- What this task involves -
Word for word, restate every line of the listing that follows.

-- Begin Data --

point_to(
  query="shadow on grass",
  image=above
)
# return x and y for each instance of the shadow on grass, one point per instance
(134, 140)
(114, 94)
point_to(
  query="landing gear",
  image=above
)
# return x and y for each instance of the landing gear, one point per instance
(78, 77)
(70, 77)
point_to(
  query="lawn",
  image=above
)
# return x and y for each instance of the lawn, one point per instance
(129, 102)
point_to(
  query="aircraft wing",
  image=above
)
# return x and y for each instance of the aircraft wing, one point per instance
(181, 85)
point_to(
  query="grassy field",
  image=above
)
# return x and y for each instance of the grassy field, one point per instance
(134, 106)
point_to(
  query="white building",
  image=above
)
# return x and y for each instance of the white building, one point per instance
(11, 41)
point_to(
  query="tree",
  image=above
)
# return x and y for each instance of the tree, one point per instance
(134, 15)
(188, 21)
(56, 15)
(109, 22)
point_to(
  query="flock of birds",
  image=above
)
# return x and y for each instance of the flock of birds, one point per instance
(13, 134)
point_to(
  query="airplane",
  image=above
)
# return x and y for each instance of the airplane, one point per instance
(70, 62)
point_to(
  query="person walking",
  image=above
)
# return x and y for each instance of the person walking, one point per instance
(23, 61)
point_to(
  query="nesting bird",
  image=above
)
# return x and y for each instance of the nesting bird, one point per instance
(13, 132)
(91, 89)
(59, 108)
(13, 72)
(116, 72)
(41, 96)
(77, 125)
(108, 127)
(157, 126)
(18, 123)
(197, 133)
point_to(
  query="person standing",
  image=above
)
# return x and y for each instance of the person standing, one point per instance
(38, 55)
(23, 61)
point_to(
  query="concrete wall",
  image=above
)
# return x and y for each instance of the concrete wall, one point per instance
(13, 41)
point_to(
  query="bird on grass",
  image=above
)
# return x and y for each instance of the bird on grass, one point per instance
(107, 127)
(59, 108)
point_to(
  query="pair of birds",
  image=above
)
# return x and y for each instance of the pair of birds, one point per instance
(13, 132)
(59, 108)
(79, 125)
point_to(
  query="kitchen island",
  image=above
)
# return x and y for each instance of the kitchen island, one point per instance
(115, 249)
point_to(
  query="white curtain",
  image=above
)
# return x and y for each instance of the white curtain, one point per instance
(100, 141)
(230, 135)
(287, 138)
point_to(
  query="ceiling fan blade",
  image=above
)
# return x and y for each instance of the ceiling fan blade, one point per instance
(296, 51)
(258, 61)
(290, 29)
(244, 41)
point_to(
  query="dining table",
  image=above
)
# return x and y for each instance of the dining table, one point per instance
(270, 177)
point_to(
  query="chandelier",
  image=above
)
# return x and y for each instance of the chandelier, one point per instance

-- End Data --

- Final result -
point_to(
  query="shadow on grass",
  image=above
)
# return x and y for each instance of the shadow on grass, one point per instance
(134, 140)
(114, 94)
point_to(
  query="landing gear",
  image=above
)
# return x and y for each instance of the landing gear, one point per instance
(78, 77)
(70, 77)
point_to(
  query="lawn",
  image=above
)
# return x and y for each instance of the lawn, one point per instance
(129, 102)
point_to(
  query="aircraft wing",
  image=above
)
# return x and y for each instance of the aircraft wing, one point per instance
(181, 85)
point_to(
  query="grassy field",
  image=above
)
# return x and y for each instance of the grassy field, one point per instance
(134, 106)
point_to(
  query="white building",
  image=above
)
# return x and y for each instance of the white building, one point per instance
(11, 41)
point_to(
  query="tree",
  image=above
)
# return x and y for each instance of the tree, one point per instance
(134, 15)
(188, 21)
(56, 15)
(109, 22)
point_to(
  query="flock of birds",
  image=above
)
# return x and y for each instance of the flock of birds, one point per instance
(13, 134)
point_to(
  query="airplane",
  image=above
)
# return x and y for each instance of the airplane, one point per instance
(70, 62)
point_to(
  query="person walking",
  image=above
)
# return x and y for each instance of the person walking, one point per instance
(23, 61)
point_to(
  query="nesting bird",
  image=above
)
# return x and y for each instance of the nesting bird, one point per instance
(13, 132)
(91, 89)
(59, 108)
(13, 72)
(116, 72)
(41, 96)
(77, 125)
(108, 127)
(157, 126)
(18, 123)
(197, 133)
point_to(
  query="person standing",
  image=above
)
# return x and y for each instance of the person standing, one point per instance
(38, 55)
(23, 61)
point_to(
  query="concrete wall",
  image=above
)
# return x and y for each instance of the concrete wall, one point per instance
(13, 41)
point_to(
  query="bird on grass",
  image=above
)
# return x and y for each instance of the bird on grass, one point per instance
(107, 127)
(59, 108)
point_to(
  query="pair of birds",
  image=above
)
# return x and y for each instance of the pair of birds, one point per instance
(13, 132)
(59, 108)
(79, 125)
point_to(
  query="kitchen island",
  image=above
)
# return x and y for each instance of the kitchen island, one point per instance
(115, 249)
point_to(
  query="white curtain",
  image=above
)
# return x and y for each instance of the white curtain, one point per instance
(100, 141)
(230, 135)
(287, 138)
point_to(
  query="ceiling fan blade",
  image=above
)
# return x and y for each instance of the ceiling fan blade, one point per instance
(296, 51)
(258, 61)
(290, 29)
(244, 41)
point_to(
  query="dining table",
  image=above
)
# return x and y for each instance of the dining table, one point per instance
(270, 177)
point_to(
  query="chandelier",
  image=above
)
# return x and y for each instance of the chandelier, one point per instance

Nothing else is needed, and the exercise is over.